- WORK TO COMPLETE
Report, from the records below, every line where the word "street" appears.

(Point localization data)
--- START ---

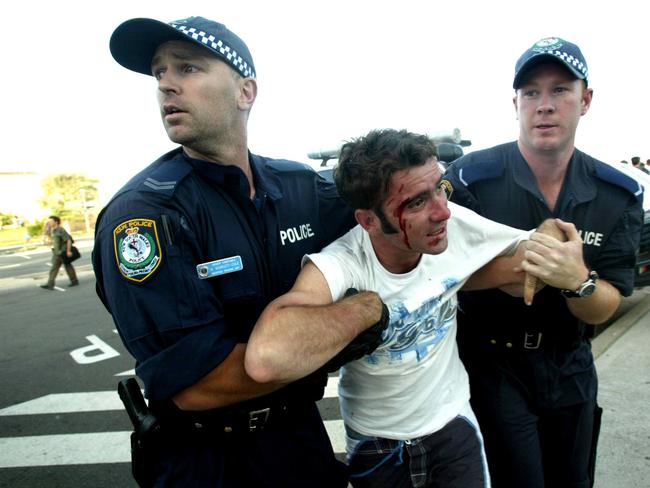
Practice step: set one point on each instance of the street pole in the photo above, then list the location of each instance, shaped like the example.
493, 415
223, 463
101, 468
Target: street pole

--- END ---

- ANSWER FOR THE TASK
Practice step: set one point on each instance of the street pole in the photo above, then list the location of each instance, shaped like the example.
Target: street pole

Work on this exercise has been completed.